- _WHAT IS NEEDED_
What lines in the data hold the string "glove"? Show them.

[Natural-language object grounding data]

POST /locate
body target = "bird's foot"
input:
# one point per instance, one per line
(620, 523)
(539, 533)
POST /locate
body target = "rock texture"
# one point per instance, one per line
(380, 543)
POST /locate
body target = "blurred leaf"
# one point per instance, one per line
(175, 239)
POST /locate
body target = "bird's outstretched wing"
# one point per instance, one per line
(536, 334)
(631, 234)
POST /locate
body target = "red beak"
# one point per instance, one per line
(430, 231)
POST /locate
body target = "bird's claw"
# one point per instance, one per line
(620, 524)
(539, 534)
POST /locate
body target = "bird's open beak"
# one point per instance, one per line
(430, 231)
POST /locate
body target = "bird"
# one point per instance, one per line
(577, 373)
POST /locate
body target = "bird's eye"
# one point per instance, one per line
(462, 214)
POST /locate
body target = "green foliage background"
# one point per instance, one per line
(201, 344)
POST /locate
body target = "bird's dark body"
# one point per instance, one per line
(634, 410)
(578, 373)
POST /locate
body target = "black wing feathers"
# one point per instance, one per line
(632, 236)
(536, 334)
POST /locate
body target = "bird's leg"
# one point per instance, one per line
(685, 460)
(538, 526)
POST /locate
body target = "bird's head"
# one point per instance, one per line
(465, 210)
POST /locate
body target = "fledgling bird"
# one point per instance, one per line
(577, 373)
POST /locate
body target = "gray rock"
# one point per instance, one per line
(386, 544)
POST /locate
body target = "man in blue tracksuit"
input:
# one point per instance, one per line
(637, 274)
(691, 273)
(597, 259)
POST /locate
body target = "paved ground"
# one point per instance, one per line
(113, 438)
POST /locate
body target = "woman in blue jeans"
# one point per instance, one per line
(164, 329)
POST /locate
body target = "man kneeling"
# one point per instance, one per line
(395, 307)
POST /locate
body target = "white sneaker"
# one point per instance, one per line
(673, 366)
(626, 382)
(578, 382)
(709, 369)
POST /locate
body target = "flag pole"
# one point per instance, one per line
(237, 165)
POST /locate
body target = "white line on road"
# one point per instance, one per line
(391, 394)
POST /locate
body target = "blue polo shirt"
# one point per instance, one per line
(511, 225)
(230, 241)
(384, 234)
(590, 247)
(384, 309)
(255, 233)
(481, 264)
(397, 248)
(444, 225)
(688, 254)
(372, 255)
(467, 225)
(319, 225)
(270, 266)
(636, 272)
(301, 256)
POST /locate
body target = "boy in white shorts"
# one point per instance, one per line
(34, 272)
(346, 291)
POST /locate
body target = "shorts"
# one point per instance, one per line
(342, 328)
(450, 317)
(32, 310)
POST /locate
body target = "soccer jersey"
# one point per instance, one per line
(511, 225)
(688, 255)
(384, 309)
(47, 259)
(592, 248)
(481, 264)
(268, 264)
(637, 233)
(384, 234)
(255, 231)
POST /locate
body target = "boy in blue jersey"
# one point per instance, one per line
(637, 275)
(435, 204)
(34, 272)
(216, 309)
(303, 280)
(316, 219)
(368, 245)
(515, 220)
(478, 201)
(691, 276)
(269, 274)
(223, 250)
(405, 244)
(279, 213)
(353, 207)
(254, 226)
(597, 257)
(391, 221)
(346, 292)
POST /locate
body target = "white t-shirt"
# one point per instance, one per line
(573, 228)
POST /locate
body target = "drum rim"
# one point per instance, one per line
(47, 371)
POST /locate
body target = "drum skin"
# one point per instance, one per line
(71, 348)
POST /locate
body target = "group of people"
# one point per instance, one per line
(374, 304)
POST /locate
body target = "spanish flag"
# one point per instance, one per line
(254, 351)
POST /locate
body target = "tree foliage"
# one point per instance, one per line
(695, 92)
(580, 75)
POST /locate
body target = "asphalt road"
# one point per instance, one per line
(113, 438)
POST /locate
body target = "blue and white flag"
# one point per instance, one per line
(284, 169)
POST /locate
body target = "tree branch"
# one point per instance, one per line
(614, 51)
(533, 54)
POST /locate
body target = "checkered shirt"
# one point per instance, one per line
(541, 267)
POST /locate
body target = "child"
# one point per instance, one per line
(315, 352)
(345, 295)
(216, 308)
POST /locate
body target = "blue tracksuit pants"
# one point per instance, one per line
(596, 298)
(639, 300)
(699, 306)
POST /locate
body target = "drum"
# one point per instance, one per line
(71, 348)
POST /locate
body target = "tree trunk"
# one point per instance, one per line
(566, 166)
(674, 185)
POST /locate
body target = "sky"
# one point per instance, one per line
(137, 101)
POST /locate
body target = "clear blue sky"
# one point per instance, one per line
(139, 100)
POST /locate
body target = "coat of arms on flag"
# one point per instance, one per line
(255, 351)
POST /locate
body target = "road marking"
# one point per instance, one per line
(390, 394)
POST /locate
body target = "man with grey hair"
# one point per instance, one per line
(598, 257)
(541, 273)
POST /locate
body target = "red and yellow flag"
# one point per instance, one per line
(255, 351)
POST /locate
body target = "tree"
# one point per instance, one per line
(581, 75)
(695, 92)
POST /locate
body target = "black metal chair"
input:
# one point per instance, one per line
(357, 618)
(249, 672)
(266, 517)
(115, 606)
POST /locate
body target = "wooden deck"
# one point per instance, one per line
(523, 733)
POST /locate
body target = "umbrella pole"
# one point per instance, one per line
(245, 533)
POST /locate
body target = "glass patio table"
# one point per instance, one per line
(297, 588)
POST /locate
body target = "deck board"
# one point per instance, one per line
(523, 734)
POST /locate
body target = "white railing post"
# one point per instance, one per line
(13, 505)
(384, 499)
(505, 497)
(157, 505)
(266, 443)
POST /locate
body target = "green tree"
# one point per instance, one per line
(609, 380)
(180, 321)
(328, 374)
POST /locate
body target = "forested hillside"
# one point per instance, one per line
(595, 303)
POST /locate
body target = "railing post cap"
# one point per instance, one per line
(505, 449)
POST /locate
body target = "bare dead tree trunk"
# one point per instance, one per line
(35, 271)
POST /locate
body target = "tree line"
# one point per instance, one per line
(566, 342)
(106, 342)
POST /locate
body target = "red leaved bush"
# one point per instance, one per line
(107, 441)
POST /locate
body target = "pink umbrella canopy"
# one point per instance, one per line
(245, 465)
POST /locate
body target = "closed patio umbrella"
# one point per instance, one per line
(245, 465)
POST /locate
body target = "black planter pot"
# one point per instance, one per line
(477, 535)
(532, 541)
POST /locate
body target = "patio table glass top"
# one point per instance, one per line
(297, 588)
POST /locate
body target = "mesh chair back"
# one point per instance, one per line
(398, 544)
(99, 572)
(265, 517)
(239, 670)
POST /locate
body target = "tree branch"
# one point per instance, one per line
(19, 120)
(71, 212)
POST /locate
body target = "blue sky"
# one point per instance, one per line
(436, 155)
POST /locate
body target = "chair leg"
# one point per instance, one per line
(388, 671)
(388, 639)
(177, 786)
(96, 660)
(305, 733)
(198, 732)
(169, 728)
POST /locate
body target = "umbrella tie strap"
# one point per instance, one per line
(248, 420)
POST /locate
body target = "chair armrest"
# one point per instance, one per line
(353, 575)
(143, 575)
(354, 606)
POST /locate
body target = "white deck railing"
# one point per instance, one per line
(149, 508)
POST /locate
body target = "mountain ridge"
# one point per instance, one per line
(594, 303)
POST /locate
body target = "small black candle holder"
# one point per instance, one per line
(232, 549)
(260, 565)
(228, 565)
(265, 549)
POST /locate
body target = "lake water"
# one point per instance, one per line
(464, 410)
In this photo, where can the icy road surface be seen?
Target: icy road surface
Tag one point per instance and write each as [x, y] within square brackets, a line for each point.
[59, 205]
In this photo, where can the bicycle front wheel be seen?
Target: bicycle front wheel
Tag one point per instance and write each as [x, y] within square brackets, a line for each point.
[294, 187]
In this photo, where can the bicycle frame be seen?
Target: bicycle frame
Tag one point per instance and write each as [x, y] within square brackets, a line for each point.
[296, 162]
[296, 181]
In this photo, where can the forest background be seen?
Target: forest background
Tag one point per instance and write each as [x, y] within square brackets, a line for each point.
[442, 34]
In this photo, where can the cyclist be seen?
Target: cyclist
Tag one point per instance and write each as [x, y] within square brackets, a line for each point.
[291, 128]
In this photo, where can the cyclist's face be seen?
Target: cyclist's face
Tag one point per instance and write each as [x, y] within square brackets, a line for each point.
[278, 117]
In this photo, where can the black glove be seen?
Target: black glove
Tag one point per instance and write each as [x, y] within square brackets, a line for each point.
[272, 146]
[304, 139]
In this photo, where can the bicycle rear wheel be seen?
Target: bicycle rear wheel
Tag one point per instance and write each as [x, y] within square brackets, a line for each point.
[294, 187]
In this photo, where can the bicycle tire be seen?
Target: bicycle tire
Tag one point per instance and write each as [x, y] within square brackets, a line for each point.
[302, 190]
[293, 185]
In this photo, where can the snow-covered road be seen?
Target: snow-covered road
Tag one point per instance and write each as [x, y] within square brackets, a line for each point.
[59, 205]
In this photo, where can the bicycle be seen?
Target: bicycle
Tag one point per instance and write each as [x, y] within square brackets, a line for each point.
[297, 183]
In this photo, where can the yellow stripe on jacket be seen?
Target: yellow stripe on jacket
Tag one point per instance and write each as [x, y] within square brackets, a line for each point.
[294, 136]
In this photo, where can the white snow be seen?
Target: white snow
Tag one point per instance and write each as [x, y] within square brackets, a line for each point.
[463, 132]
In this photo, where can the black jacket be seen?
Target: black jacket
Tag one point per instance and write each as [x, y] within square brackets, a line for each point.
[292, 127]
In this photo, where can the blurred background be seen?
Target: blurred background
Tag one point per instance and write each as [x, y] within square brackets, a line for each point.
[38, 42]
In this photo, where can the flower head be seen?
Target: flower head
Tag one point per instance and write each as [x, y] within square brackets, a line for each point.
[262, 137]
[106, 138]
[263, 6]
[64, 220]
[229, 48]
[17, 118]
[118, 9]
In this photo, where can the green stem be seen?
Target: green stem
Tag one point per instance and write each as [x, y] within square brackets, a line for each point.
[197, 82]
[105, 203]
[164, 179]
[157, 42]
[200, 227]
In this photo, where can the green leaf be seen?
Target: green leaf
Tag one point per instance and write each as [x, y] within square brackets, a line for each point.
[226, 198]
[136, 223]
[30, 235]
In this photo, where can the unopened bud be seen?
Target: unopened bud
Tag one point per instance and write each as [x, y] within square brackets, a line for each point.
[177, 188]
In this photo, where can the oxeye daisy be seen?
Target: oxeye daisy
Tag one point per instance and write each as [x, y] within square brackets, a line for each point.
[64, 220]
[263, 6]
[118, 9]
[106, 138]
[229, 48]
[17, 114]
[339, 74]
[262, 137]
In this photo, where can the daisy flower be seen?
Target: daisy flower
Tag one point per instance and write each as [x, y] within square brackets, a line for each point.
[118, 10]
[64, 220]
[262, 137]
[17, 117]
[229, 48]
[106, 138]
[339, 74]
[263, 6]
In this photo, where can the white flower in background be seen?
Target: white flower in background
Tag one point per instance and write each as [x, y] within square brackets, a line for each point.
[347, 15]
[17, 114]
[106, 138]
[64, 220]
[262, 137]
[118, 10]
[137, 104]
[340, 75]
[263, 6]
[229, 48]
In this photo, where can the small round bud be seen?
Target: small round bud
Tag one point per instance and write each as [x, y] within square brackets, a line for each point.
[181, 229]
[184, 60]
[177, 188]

- _RESULT_
In this photo, where can the black glove be seen?
Target: black glove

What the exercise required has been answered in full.